(WHAT TO WORK ON): Return each line from the items below that contains the word "hair".
═══ RECORDED DATA ═══
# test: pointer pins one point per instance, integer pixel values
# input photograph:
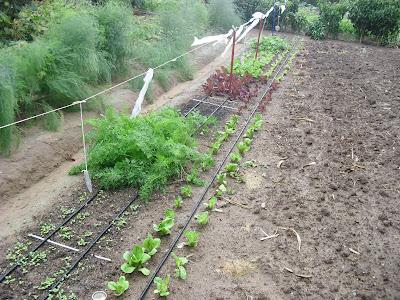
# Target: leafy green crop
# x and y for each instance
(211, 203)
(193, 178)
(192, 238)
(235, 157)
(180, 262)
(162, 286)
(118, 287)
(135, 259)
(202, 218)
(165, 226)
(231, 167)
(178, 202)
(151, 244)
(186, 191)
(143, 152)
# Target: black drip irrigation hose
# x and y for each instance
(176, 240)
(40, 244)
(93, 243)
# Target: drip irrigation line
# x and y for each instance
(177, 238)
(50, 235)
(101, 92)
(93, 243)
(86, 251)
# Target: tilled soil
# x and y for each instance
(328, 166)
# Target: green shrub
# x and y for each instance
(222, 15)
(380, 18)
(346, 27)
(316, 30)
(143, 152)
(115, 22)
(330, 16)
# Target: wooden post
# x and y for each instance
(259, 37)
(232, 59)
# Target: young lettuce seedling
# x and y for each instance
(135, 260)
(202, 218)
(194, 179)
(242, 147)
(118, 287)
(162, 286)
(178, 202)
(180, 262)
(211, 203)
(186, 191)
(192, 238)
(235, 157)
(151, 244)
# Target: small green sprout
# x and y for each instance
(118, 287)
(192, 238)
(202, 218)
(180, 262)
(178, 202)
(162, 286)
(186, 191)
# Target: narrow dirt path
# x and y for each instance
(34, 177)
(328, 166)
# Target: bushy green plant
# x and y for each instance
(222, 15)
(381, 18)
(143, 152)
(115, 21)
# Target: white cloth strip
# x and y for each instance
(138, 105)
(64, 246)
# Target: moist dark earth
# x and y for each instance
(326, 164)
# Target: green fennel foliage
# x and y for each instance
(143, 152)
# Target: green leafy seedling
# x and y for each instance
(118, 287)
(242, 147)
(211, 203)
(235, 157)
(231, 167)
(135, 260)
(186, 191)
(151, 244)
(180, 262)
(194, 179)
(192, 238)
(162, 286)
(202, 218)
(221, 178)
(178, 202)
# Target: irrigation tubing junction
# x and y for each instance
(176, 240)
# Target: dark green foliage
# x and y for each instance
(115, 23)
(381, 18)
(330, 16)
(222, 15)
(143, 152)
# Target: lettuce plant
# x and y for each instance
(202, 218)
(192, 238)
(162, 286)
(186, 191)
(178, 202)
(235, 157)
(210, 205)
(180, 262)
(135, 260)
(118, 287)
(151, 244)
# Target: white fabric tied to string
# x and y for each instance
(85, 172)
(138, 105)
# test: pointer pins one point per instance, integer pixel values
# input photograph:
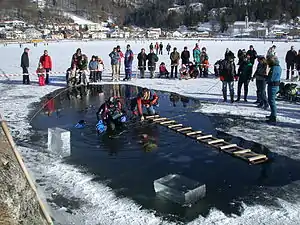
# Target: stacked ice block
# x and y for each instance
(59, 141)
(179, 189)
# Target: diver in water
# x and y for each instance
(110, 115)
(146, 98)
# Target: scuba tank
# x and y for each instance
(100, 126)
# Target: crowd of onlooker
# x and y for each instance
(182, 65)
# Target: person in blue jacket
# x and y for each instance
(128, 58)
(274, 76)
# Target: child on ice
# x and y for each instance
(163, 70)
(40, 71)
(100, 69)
═══
═══ RECORDED DATA ═══
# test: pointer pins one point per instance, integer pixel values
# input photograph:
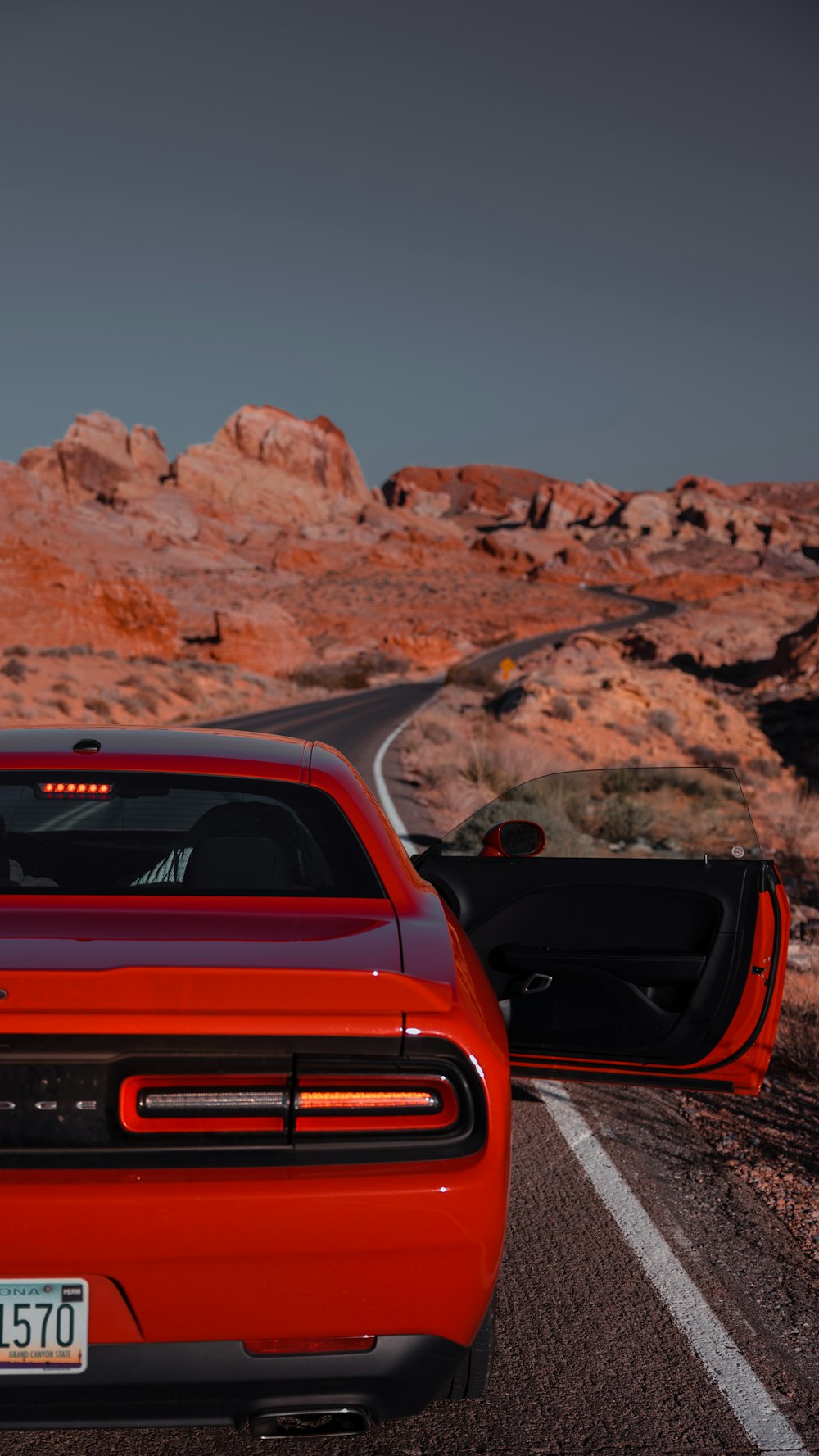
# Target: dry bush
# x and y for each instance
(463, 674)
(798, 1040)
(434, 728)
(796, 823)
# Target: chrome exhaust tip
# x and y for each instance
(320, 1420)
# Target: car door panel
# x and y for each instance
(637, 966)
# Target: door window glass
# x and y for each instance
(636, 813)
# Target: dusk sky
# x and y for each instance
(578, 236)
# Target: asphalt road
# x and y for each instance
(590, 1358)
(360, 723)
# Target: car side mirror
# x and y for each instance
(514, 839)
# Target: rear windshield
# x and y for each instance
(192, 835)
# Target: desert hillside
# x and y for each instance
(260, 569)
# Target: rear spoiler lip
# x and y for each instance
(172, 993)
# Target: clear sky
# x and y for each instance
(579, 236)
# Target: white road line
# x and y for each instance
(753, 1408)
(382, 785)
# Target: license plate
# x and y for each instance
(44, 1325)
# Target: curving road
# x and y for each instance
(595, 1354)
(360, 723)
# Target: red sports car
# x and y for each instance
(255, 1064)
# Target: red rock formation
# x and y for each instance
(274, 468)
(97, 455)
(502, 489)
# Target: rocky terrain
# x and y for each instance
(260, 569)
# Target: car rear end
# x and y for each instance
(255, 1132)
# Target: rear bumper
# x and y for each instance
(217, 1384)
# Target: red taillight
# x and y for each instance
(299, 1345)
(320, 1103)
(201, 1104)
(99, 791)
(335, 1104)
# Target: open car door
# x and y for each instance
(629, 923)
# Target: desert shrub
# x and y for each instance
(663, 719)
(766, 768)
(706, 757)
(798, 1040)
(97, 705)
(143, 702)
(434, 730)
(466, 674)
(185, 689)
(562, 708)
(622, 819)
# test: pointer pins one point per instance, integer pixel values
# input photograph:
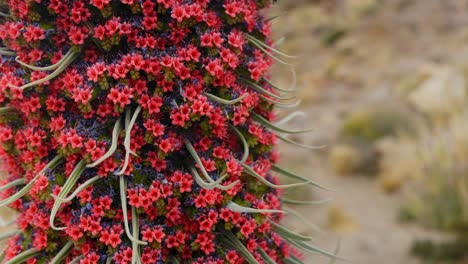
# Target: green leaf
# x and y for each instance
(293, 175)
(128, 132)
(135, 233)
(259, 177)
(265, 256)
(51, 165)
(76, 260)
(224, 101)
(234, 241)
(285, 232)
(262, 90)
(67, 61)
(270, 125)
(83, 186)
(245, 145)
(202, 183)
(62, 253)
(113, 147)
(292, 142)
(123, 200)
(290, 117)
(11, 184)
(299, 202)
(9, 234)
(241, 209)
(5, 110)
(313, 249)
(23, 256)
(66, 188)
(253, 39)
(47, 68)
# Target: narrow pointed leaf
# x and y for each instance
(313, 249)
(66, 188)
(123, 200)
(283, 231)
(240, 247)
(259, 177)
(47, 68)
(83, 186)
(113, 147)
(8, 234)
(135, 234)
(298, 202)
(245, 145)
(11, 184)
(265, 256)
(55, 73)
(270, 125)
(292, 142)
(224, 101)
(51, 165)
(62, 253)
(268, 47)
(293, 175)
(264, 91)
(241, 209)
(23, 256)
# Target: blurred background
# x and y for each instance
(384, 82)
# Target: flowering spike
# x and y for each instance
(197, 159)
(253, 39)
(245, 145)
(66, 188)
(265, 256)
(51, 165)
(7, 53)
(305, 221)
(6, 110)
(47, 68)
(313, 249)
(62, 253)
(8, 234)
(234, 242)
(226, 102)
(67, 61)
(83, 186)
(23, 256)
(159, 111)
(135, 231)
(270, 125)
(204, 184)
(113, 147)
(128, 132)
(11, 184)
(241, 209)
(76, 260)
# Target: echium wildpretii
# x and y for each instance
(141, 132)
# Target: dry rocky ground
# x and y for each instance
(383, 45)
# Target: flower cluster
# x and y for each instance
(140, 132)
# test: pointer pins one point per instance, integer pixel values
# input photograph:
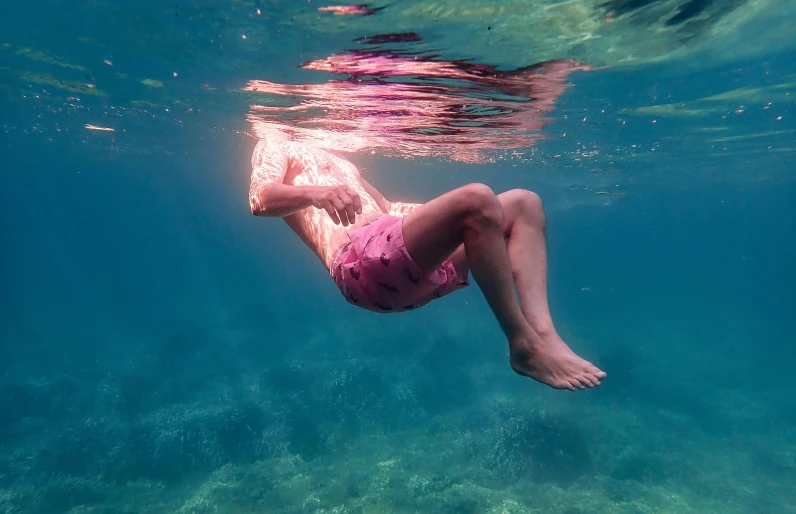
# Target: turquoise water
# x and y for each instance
═══
═══ RECORDED DATA ═══
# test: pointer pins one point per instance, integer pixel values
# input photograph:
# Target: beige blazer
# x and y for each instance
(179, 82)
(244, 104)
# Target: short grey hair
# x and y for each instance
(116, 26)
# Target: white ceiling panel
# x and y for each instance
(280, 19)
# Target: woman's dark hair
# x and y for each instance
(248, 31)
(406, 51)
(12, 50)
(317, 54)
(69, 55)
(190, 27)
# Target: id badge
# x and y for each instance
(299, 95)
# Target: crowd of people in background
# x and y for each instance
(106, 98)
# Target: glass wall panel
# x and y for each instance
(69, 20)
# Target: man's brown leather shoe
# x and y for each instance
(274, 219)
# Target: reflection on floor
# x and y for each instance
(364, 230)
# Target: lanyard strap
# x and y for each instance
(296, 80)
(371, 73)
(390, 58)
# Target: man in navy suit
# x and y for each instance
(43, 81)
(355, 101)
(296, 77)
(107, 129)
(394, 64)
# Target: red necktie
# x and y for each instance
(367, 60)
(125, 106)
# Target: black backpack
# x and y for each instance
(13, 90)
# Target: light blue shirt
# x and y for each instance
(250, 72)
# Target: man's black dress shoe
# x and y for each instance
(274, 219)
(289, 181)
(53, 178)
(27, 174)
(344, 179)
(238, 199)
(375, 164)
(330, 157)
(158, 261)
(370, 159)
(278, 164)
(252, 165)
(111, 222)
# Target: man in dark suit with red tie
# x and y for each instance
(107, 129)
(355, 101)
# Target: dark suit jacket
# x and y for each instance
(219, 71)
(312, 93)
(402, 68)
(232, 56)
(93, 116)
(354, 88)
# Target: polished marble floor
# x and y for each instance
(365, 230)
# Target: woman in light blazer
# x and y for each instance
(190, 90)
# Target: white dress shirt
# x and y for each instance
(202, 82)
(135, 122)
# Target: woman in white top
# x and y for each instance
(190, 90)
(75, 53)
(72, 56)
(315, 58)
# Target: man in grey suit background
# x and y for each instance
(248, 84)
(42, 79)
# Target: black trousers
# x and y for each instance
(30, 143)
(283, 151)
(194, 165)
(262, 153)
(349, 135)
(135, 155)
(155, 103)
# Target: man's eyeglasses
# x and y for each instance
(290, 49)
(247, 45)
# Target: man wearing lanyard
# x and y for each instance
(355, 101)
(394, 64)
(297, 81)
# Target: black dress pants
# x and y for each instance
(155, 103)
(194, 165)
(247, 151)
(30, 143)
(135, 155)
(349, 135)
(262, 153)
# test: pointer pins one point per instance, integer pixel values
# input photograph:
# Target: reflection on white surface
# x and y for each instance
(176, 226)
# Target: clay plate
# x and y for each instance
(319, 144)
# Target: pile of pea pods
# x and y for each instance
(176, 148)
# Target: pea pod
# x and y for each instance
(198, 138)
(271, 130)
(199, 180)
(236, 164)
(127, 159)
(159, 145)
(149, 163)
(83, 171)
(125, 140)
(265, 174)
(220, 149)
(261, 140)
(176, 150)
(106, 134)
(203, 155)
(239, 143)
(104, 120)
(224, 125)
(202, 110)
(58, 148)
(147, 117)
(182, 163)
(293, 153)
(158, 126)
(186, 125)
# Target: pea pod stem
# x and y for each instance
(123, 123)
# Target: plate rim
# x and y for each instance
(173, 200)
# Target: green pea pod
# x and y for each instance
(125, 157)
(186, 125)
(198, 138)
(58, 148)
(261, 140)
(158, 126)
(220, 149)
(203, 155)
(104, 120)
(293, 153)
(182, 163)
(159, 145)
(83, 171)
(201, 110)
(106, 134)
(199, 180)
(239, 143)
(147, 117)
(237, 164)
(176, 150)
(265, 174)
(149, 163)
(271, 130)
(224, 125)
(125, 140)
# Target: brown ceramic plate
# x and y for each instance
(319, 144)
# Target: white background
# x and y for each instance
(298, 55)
═══
(TASK OUTPUT):
# Target: short grey hair
# Target: woman's dark hair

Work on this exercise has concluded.